• **WORK ITEM**:
When you repeat the listing below, keep every word exactly and leave out each picture.

==============================

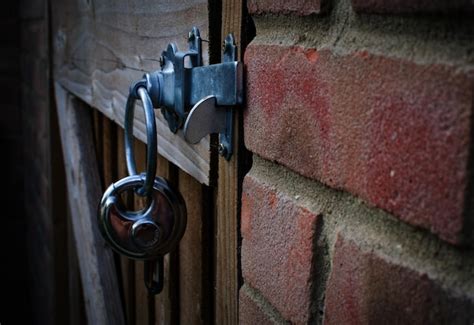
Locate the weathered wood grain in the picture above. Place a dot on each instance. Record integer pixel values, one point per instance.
(127, 265)
(102, 46)
(97, 267)
(227, 216)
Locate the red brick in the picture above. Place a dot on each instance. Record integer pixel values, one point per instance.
(277, 247)
(393, 132)
(252, 311)
(412, 6)
(297, 7)
(365, 287)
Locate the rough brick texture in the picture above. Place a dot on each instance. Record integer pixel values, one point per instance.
(367, 288)
(412, 6)
(277, 247)
(394, 132)
(300, 8)
(252, 311)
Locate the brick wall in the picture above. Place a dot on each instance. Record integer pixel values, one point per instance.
(357, 208)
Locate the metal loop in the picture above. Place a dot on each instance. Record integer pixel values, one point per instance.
(151, 151)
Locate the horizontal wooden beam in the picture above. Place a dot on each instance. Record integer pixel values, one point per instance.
(101, 47)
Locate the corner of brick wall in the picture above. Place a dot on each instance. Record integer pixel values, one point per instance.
(373, 115)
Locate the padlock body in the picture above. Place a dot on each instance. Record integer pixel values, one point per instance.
(148, 233)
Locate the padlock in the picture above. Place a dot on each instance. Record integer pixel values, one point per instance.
(150, 232)
(157, 228)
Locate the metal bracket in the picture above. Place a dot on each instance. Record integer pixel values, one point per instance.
(194, 97)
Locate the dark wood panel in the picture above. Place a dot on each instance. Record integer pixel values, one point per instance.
(195, 259)
(227, 216)
(97, 266)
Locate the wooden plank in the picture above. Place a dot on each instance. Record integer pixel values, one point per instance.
(103, 46)
(195, 282)
(167, 302)
(227, 215)
(97, 267)
(76, 300)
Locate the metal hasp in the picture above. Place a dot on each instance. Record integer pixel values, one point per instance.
(194, 97)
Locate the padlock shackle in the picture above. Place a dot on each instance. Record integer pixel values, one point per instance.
(151, 153)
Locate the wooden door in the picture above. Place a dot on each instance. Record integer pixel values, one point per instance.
(100, 47)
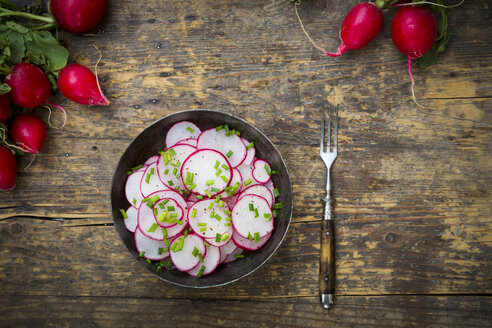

==============================

• **WRITTEN SOLUTION**:
Locate the weathered wood grain in the picture above. Place a dot on each instance. Record integer pixel values, one point per instance.
(127, 265)
(102, 46)
(97, 267)
(227, 216)
Locate the red brick in the picture above. Place a dot on each instance. Record integer pixel values, one point per instance.
(277, 247)
(393, 132)
(252, 311)
(412, 6)
(297, 7)
(365, 287)
Locate the rough brick texture in the picture above. Place a dot on each instance. Record integer pixel values, one point per instance.
(367, 288)
(412, 6)
(277, 247)
(394, 132)
(300, 8)
(252, 311)
Locate the brick wall in the picture above. Place a dot on each instance. Record integer pixel values, one point per instance.
(357, 208)
Locate the metal loop in the picture above. Place a dot on each instance. Record integer pixel values, one point per instance.
(151, 151)
Locate the horizontal wooden beam in the picture above. Place a dot on each instance. Record integer pixel values, one point per instance.
(101, 47)
Locate the corner of brick wall in the picture above. Place a dot on each instance. Record integer pixel values, one point per instance.
(373, 115)
Locate the padlock body in the picture above. Place a dot on each instance. Record integer pixel values, one point per instance.
(148, 233)
Locate the padlock in the picture above. Place a dot on each instance. Record integer pixel values, one point per instance.
(150, 232)
(157, 228)
Locate the metal bracket in the picture above. Place a dot on each instance. Record integer pixel values, one point per instance.
(194, 97)
Locate the dark wood panel in the picture above. Place a dot on each instance. Record integer pixel values, one point per instance.
(195, 259)
(227, 216)
(97, 266)
Locate the wooden plank in the picture above. Place a dot on each instance. Record integer pixel values, one point per instance.
(103, 46)
(195, 282)
(167, 302)
(227, 215)
(97, 267)
(76, 300)
Locate the metal hasp in the picture above. Place a dot on each instance. Record integer pixel values, one point per instance.
(194, 97)
Locate the padlock shackle in the picture above. Place a dot on each instance. Record integer pixel values, one point per instance.
(151, 153)
Locate the wooden door in the picture above. Place a dot on each instance. Record integer pixel values, one point per instance.
(100, 47)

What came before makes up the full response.